*EXERCISE DETAILS*
Return the line containing "Return one point per instance of the corrugated" and all lines after it exactly; stop at the end of the material.
···
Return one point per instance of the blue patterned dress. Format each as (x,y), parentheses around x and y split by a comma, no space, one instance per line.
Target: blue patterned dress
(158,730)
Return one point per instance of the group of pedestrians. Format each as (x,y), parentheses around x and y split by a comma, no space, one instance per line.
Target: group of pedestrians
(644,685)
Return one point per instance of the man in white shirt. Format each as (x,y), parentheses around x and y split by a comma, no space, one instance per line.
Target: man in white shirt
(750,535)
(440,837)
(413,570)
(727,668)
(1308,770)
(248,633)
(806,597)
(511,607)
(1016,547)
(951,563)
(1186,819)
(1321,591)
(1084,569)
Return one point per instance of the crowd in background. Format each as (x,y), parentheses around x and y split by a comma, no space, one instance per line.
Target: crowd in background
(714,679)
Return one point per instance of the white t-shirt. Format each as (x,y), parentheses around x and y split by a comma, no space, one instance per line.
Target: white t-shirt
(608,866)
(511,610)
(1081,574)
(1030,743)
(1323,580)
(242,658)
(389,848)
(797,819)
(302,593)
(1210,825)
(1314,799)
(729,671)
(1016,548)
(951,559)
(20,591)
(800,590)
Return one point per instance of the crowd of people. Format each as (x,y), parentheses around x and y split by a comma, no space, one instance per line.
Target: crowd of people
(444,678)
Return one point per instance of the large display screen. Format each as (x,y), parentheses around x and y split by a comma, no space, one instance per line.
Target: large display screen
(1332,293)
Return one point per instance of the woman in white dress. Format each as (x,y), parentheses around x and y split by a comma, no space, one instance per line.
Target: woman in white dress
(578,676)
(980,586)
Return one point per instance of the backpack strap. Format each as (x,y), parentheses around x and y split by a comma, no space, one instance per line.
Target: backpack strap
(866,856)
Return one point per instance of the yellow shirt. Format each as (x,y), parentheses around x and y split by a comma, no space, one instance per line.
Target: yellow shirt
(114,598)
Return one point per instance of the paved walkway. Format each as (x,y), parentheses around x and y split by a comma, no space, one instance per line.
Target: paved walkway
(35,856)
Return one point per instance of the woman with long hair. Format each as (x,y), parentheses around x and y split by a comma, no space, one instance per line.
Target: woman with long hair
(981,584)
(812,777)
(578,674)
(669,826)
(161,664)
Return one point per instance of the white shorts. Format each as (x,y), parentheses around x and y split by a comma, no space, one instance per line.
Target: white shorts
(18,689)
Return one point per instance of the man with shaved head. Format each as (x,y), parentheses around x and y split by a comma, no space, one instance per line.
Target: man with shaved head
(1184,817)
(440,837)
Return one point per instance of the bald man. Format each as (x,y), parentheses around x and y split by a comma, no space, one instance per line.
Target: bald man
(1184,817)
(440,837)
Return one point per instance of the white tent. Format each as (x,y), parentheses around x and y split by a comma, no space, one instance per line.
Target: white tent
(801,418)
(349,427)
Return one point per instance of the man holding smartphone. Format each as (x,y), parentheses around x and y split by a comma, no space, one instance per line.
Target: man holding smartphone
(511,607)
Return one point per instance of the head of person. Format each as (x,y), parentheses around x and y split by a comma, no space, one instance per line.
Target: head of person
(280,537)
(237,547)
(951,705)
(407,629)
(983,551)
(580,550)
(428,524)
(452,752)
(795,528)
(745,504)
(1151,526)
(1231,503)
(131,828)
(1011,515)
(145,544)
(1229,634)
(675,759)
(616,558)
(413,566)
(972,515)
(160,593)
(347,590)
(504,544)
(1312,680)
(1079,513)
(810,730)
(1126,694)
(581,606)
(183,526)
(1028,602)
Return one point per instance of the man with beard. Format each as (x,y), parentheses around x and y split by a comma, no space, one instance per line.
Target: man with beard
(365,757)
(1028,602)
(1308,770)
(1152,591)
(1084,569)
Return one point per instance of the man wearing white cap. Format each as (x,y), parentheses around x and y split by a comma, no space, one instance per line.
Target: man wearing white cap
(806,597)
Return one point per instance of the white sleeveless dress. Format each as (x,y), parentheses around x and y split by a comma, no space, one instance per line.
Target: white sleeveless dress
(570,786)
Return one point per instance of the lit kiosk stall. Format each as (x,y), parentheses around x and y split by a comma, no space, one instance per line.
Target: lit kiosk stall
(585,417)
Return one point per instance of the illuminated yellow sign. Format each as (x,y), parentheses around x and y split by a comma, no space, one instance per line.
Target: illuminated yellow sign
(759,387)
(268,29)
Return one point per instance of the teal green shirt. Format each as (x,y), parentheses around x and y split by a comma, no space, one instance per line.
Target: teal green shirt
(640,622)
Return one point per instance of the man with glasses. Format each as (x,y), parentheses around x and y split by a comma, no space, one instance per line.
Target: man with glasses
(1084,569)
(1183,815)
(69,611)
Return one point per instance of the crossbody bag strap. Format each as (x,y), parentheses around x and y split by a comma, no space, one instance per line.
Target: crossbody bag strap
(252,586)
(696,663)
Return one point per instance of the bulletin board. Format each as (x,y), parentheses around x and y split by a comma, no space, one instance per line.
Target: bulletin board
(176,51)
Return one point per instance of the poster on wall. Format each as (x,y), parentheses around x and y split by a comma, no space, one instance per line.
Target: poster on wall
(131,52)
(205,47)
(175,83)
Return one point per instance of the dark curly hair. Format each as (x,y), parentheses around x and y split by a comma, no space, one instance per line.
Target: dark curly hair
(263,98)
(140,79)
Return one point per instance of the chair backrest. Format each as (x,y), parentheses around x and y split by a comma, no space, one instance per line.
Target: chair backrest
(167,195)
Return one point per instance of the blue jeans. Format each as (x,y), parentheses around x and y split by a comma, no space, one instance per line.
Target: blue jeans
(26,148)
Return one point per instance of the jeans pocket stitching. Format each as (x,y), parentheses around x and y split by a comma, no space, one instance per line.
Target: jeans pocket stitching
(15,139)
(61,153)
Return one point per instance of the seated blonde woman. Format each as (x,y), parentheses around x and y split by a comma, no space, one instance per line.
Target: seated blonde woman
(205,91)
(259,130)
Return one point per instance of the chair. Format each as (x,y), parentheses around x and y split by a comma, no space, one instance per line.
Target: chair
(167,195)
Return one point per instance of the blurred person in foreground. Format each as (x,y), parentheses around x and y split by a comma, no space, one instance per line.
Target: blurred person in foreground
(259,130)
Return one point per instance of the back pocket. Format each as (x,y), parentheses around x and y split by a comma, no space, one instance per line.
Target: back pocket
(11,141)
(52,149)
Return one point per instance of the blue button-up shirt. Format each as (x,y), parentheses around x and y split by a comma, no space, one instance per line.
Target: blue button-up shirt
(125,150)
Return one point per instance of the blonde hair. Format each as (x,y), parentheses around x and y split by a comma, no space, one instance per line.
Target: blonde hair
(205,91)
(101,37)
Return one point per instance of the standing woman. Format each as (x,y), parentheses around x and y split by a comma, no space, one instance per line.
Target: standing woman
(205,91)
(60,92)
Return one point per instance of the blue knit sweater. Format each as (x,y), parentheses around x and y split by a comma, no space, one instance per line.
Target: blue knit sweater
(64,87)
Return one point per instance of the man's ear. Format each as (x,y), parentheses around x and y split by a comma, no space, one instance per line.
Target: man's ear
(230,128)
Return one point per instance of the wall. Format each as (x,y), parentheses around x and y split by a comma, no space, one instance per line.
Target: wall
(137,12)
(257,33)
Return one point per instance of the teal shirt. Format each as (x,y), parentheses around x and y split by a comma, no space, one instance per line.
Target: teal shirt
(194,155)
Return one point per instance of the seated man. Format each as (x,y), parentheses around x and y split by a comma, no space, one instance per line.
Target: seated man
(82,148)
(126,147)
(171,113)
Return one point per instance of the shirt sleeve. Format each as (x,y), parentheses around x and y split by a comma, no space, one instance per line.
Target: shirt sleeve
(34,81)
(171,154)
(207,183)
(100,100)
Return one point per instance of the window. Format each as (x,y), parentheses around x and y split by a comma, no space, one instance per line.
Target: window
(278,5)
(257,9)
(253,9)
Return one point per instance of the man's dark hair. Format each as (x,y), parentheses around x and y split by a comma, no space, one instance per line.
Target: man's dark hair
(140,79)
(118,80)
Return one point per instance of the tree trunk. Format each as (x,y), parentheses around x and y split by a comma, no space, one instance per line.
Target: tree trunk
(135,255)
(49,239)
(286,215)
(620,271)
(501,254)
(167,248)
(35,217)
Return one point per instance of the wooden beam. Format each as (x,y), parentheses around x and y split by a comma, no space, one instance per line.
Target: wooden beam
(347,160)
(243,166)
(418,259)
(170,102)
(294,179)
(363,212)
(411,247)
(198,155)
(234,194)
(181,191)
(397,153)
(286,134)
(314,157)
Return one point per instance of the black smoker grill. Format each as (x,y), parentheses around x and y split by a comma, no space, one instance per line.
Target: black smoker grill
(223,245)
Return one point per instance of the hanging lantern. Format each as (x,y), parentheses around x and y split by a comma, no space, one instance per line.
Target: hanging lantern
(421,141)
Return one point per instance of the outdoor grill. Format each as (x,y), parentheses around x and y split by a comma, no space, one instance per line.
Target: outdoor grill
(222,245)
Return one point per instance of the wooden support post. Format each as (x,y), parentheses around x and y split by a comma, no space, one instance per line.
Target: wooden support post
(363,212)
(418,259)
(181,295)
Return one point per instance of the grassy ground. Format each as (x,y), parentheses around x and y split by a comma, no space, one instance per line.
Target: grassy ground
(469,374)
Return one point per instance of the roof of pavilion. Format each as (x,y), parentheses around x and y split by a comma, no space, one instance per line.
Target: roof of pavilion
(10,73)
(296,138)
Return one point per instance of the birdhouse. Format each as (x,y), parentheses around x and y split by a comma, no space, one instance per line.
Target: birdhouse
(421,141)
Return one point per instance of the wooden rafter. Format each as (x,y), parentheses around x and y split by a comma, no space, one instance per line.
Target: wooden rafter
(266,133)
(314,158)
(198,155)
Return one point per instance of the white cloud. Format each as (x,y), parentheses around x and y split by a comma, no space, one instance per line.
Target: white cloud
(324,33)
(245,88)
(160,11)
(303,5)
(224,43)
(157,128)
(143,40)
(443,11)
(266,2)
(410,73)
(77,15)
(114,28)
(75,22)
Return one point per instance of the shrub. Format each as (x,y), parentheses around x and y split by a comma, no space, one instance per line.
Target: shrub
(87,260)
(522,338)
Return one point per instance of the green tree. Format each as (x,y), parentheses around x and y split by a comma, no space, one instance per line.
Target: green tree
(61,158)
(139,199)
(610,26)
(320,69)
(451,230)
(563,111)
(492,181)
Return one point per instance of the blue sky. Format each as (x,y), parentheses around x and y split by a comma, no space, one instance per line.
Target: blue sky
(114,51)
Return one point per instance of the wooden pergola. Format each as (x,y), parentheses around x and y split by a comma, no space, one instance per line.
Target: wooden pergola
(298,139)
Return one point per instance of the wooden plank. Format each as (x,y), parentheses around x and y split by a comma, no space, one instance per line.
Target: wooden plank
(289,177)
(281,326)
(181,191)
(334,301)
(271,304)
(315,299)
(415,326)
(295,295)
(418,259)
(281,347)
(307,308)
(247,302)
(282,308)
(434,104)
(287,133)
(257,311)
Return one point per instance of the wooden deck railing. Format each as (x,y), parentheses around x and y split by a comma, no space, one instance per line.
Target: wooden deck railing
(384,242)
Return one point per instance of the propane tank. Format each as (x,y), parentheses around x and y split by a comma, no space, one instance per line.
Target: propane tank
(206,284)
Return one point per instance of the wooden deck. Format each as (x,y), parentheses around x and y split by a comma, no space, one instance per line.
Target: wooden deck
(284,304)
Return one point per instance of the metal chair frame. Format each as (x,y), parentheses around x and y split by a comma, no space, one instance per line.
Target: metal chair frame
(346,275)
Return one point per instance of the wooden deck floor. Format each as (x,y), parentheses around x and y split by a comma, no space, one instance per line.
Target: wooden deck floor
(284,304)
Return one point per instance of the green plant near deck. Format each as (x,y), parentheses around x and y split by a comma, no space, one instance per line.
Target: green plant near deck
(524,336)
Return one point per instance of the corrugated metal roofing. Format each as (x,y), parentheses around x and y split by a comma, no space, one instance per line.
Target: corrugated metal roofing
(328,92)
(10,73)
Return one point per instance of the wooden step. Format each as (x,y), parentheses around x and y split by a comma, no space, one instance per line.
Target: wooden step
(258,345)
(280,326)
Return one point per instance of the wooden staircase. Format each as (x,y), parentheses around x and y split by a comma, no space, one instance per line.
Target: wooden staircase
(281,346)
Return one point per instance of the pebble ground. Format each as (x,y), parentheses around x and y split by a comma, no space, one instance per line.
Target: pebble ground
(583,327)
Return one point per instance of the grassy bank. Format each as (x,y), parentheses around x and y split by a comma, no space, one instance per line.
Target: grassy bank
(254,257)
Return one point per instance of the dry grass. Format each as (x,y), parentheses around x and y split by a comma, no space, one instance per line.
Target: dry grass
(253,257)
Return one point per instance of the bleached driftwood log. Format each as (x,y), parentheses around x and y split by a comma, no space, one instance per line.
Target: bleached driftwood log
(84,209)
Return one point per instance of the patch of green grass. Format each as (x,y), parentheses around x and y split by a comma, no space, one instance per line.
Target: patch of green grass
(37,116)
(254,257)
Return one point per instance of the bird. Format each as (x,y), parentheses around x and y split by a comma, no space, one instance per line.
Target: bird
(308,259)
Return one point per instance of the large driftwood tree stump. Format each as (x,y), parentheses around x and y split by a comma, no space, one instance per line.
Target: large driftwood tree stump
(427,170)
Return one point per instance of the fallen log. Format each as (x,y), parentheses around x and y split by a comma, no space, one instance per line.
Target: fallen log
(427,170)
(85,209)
···
*IN RESPONSE*
Return one point per instance of the corrugated metal roofing. Format each as (x,y), parentheses around x and y split by a comma, no space, one instance per line.
Target: corrugated metal roofing
(328,92)
(10,73)
Return one point per instance of the wooden step. Format each as (x,y), parentheses around x and y split by a comma, no space, one instance per line.
Target: wooden step
(258,345)
(280,326)
Return one point per instance of the wooden staircase. Format each as (x,y), parentheses around x and y split by a comma, no space, one instance per line.
Target: wooden staircase
(281,346)
Return one point per instance of the pebble ground. Format each as (x,y), parentheses around x and y split by a comma, no space, one instance per line.
Target: pebble ground
(583,327)
Return one point per instance of the grassy bank. Format each as (x,y), parentheses around x and y split by a comma, no space, one instance per line.
Target: grassy bank
(254,257)
Return one point per instance of the dry grass. Format each as (x,y), parentheses around x and y split by a comma, no space, one instance per line.
Target: dry grass
(253,257)
Return one point per instance of the bleached driftwood log. Format each as (x,y), parentheses around x and y split by a comma, no space, one instance per line.
Target: bleached driftwood log
(84,209)
Return one point per instance of the patch of green grass. Format each as (x,y), parentheses around x and y split by a comma, no space, one instance per line.
Target: patch of green grass
(37,116)
(254,257)
Return one point per instance of the bird. Format each as (x,y), parentheses around x and y split by a comma, no space, one instance per line.
Target: bird
(308,259)
Return one point per instance of the large driftwood tree stump. Format each as (x,y), parentheses around x and y split by a comma, no space, one instance per line.
Target: large driftwood tree stump
(427,170)
Return one point per instance of the fallen log. Format each as (x,y), parentheses around x and y split by a comma, no space, one instance per line.
Target: fallen log
(427,170)
(85,209)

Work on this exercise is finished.